_Exercise inputs_
▬▬▬▬▬▬▬▬▬▬

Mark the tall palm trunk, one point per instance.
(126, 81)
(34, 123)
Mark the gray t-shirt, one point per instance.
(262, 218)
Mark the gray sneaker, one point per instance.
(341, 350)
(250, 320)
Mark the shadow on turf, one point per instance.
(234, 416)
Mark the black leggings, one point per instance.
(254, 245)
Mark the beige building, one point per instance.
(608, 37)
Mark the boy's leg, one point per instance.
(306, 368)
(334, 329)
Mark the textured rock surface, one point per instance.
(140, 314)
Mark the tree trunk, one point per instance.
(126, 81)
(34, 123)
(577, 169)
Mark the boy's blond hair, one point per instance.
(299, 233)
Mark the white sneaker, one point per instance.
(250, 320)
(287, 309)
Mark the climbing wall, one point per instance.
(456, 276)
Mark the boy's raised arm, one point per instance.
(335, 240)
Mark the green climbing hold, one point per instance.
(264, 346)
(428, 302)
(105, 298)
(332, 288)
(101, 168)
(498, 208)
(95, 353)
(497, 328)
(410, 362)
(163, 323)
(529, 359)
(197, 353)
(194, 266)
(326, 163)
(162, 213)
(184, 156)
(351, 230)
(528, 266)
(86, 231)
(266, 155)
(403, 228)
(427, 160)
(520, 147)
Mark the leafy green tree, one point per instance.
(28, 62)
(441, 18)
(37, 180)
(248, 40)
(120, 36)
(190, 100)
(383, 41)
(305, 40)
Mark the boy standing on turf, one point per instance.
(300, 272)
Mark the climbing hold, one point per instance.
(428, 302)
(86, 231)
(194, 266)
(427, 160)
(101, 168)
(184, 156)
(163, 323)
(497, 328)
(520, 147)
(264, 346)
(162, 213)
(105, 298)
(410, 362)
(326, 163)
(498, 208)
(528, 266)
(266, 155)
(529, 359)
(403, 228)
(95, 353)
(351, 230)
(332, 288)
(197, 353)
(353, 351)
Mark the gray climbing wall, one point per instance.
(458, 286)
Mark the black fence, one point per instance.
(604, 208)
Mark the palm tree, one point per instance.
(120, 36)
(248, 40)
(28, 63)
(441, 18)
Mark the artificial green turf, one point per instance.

▬▬▬▬▬▬▬▬▬▬

_Work task_
Retype word for word the lines running from the line containing "Mark the black fence, one point per instance." to the end of the listing, and only those.

_Solution to this exercise_
Mark the black fence, one point per instance.
(604, 208)
Mark the palm tree, one point per instance.
(120, 36)
(248, 40)
(28, 63)
(441, 18)
Mark the artificial green turf, one point per instance.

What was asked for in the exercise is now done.